======== Source data

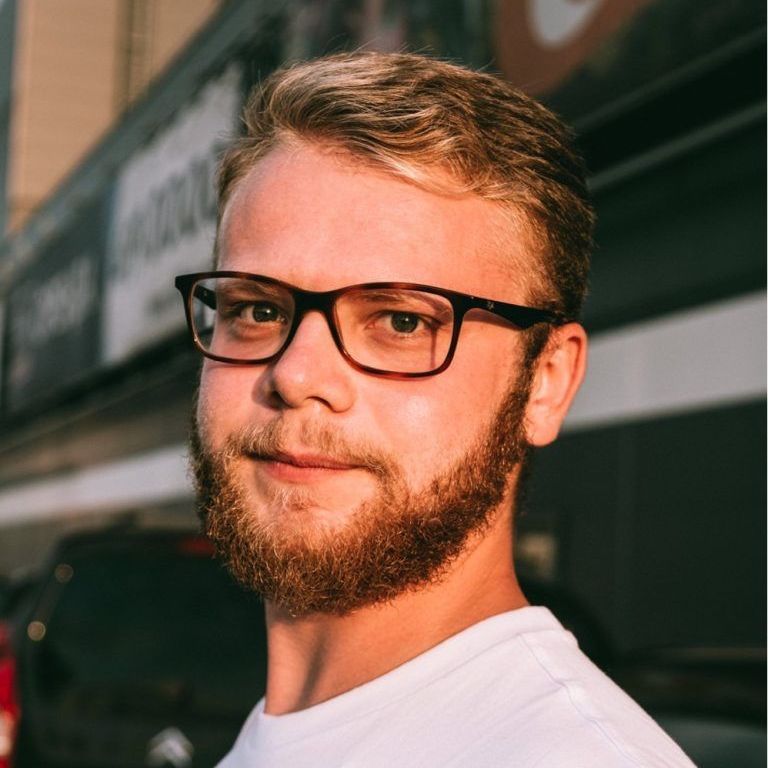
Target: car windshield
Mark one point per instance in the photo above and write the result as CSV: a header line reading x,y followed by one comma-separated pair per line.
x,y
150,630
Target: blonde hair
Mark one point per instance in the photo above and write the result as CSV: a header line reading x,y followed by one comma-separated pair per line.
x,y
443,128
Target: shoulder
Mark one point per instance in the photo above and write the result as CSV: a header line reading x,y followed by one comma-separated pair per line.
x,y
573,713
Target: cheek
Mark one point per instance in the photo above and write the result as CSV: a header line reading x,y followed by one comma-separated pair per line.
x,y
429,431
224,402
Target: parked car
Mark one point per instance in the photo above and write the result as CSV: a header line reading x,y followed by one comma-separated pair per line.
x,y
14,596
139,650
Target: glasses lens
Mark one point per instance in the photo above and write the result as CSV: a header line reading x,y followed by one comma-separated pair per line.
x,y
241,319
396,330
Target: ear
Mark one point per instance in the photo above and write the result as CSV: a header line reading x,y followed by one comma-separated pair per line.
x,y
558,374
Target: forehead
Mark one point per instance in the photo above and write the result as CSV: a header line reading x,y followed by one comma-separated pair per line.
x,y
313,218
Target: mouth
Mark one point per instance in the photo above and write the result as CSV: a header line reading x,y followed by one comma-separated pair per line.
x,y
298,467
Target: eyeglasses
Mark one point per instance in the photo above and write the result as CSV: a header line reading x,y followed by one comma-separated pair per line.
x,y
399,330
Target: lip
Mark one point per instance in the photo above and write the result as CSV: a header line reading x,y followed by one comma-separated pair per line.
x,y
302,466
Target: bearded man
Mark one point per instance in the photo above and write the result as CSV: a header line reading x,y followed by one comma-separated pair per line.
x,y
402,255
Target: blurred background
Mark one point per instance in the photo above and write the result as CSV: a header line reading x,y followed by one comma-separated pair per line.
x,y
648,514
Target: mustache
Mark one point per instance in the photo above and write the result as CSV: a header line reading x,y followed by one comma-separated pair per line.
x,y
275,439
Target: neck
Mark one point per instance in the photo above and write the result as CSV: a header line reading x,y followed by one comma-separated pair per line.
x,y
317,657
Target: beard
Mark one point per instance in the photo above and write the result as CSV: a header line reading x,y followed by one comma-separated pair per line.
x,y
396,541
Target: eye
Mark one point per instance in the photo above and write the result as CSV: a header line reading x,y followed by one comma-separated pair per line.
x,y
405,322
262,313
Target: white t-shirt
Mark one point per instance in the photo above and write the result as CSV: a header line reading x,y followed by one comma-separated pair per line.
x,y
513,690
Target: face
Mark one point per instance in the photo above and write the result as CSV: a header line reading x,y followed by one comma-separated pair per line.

================

▸ **The problem**:
Print exactly the lines from the first line of the records above through the line containing "Target: blonde hair", both included, and leave the pictures out.

▸ **Solution for this problem**:
Target: car windshield
Mark one point per instance in the photo above and write the result as CSV: a header line reading x,y followed by one comma-separated pair per line.
x,y
150,630
Target: blonde hair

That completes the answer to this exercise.